■ Instructions for the task: Filter the records below down to the lines that contain the word "pink", and copy those lines out.

■ Point labeling records:
■ ■ ■ ■ ■ ■ ■
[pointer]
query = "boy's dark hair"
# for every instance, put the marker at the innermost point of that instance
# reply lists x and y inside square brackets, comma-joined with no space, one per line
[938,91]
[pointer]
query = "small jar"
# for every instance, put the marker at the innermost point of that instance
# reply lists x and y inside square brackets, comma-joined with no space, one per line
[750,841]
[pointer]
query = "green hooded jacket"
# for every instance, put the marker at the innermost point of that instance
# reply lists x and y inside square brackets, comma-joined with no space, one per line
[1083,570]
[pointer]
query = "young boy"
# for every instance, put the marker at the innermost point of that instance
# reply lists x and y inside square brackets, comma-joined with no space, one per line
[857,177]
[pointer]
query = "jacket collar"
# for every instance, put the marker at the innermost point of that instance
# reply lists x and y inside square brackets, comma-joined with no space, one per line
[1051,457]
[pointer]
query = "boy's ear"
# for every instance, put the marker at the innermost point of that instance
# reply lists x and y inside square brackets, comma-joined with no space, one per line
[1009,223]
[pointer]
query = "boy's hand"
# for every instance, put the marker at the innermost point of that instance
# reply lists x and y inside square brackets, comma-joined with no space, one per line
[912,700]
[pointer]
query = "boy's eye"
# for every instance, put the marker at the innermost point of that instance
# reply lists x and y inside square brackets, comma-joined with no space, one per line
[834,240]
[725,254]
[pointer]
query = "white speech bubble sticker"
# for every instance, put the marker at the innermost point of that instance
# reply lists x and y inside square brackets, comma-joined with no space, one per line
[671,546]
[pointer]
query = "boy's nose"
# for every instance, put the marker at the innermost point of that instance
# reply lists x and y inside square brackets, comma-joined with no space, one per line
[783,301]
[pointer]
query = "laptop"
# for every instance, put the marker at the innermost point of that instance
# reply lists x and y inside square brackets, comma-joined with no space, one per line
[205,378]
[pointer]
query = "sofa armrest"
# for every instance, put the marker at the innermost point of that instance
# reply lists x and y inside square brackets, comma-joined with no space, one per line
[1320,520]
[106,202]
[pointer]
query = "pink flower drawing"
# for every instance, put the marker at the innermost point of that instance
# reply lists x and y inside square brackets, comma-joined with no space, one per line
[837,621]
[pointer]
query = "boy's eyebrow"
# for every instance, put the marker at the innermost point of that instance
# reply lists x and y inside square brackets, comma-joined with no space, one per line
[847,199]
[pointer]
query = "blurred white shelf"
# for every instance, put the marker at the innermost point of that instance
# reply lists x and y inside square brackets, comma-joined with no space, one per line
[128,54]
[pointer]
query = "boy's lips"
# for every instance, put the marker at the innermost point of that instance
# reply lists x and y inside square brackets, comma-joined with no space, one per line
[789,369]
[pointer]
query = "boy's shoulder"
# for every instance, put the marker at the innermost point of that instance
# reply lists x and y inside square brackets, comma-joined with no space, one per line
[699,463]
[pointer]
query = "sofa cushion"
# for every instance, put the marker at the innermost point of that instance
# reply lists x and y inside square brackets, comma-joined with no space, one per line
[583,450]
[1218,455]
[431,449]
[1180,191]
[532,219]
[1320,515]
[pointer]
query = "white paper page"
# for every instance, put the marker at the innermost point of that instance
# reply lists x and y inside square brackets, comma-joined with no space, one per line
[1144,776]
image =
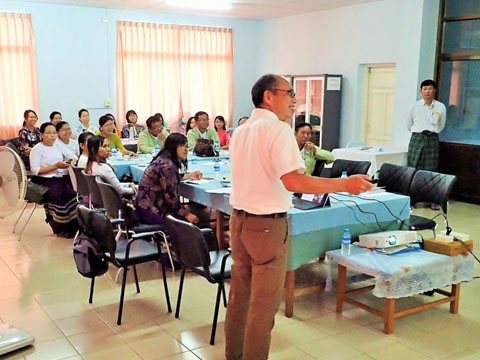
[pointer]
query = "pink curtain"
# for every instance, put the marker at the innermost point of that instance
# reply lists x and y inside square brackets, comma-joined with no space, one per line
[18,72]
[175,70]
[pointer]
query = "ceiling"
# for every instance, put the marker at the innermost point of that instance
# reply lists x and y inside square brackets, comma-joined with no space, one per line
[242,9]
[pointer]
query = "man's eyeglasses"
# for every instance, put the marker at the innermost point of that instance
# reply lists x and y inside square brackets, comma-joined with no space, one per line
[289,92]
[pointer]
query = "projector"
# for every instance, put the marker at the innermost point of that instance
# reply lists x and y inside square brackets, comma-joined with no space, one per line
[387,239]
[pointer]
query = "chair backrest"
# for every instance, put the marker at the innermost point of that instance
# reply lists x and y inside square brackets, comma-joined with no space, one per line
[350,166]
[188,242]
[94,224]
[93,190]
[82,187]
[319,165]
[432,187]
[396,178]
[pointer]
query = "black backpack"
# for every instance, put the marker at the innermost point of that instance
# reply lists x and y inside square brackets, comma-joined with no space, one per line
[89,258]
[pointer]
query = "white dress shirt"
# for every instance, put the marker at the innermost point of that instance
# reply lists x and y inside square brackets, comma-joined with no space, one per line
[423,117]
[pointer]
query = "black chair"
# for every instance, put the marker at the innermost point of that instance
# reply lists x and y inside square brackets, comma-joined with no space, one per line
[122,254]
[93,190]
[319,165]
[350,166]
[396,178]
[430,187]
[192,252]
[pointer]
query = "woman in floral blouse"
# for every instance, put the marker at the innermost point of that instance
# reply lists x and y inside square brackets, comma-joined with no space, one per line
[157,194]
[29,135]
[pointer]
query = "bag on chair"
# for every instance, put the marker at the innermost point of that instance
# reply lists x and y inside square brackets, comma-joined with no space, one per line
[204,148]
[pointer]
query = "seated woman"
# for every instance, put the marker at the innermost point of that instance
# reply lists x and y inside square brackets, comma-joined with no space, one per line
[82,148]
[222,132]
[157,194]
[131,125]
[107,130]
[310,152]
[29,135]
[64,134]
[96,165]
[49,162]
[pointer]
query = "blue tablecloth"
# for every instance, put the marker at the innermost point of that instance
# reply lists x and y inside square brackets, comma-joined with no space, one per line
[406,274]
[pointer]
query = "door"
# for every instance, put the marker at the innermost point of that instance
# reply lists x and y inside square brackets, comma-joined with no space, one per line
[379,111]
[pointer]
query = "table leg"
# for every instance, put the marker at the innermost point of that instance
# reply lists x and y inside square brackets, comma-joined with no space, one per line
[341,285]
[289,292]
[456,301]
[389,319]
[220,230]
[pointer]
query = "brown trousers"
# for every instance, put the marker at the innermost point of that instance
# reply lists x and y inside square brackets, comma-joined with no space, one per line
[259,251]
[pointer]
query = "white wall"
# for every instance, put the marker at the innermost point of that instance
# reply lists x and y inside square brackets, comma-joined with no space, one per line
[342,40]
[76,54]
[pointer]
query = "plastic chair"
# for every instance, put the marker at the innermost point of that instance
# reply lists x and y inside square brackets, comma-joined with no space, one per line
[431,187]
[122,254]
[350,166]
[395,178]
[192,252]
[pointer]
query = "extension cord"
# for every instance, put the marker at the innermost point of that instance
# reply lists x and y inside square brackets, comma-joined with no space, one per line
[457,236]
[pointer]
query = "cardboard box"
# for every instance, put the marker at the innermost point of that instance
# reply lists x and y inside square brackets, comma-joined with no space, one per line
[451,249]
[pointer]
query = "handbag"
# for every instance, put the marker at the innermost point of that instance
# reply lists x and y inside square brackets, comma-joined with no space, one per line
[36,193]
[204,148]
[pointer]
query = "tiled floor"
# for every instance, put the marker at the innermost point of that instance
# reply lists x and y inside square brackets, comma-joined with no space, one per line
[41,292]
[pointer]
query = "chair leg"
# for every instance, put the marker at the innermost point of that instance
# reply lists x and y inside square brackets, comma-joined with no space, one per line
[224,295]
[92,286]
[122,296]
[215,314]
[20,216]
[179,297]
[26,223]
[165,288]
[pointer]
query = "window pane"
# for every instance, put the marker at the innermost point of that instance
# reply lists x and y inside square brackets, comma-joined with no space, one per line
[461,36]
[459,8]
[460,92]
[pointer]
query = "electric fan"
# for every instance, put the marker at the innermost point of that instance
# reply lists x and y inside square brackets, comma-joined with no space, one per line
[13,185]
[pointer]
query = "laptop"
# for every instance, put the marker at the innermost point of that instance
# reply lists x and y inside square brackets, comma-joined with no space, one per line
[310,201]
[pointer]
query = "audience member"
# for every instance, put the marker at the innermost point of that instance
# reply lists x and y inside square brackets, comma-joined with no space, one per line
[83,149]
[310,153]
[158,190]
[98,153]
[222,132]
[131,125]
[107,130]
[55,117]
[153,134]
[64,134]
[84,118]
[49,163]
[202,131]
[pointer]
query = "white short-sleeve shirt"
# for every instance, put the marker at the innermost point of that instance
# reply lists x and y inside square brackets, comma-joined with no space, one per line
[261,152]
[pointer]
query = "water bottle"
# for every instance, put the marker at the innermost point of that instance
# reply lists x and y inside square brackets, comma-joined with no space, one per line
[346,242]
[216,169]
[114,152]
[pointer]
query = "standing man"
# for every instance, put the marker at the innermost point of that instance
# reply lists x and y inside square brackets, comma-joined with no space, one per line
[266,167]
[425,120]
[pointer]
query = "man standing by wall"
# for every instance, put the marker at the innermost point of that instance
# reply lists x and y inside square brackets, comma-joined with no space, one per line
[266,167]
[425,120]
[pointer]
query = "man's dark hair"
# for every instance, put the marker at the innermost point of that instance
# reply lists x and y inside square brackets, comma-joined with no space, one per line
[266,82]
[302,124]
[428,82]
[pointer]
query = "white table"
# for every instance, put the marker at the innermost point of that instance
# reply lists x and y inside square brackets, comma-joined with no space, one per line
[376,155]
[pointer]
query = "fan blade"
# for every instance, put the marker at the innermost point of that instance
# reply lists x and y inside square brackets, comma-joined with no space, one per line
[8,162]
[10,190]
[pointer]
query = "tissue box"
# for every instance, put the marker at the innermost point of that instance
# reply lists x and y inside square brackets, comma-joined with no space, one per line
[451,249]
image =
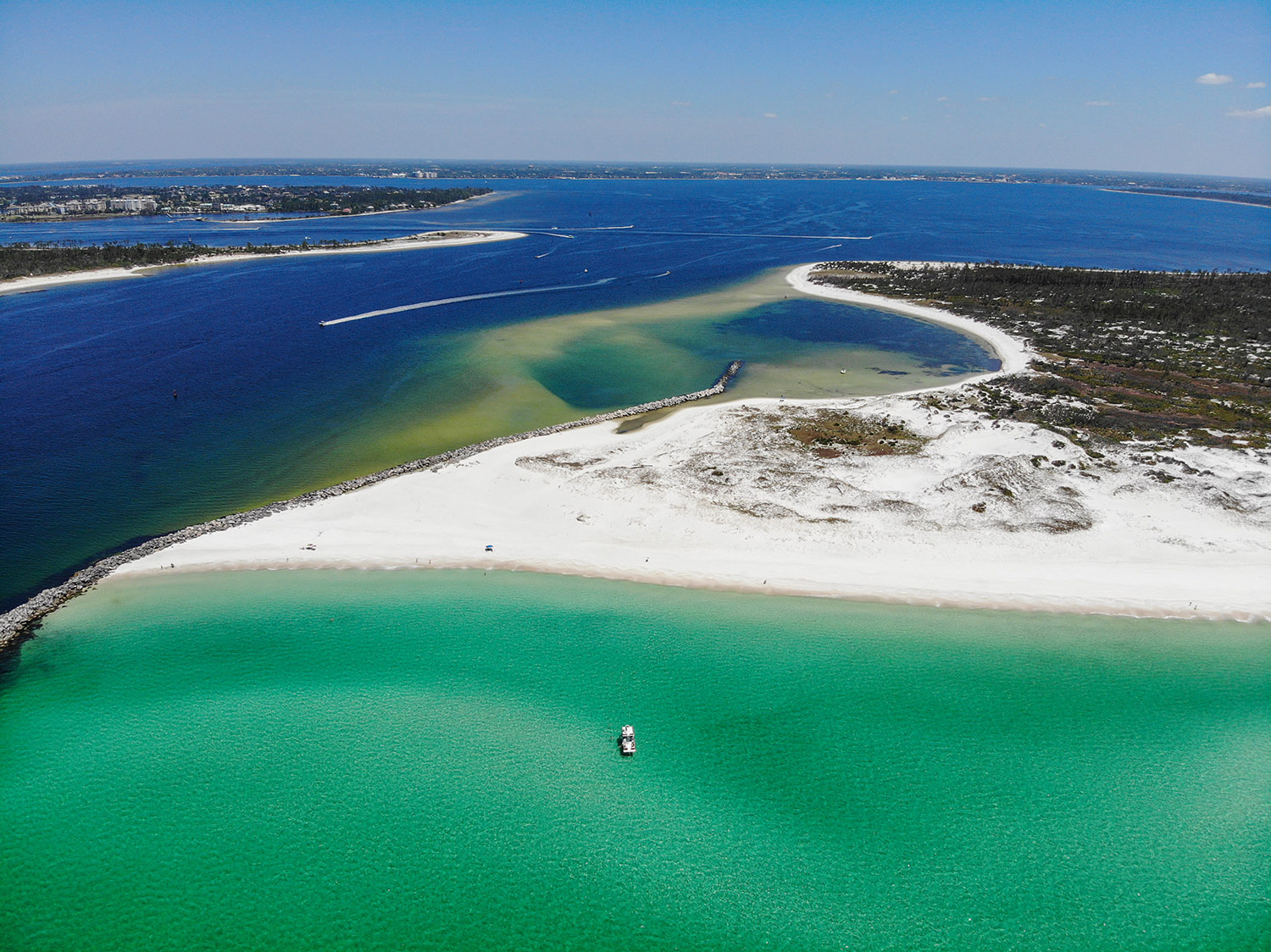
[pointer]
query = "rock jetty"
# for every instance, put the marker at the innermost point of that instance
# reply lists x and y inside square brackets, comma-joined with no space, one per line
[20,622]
■ ■ ■ ■ ■ ■ ■
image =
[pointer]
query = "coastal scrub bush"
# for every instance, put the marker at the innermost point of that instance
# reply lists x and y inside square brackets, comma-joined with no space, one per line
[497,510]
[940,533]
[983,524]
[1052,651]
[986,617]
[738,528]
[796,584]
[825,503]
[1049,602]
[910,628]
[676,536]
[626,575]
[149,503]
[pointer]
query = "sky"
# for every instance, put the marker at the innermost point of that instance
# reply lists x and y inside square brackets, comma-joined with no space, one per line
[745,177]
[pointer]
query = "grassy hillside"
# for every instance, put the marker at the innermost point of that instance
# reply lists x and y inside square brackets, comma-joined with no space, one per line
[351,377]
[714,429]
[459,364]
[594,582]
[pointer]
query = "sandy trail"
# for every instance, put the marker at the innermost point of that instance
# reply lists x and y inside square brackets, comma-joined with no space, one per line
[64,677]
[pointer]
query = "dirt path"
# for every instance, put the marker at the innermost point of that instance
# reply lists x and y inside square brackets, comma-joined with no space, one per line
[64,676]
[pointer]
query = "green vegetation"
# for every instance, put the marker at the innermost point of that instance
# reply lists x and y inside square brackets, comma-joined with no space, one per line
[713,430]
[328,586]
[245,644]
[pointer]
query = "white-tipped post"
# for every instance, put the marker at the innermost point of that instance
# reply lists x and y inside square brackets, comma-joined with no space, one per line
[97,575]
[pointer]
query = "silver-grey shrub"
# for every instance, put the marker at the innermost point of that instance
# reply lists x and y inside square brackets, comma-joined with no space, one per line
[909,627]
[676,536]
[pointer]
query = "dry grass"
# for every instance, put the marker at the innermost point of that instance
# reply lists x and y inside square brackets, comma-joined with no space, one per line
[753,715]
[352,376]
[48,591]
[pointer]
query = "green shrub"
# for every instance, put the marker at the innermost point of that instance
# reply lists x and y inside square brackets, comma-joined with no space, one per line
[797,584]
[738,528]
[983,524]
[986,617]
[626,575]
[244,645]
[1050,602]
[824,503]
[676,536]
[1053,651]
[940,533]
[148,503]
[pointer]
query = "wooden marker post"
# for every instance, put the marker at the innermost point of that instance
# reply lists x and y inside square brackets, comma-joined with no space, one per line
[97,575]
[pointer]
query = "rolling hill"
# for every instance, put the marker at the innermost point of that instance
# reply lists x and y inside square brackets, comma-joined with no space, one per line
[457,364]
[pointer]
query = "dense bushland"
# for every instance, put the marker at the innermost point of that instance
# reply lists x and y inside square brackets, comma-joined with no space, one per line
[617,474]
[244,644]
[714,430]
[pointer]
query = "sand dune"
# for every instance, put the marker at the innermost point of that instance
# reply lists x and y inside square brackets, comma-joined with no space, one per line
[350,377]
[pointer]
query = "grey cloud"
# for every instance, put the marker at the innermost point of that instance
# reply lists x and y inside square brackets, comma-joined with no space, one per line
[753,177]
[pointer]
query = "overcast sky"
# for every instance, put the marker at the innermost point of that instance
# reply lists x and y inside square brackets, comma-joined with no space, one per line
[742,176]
■ ■ ■ ■ ■ ■ ■
■ Exercise solution:
query = "pink flower drawing"
query = "pink curtain"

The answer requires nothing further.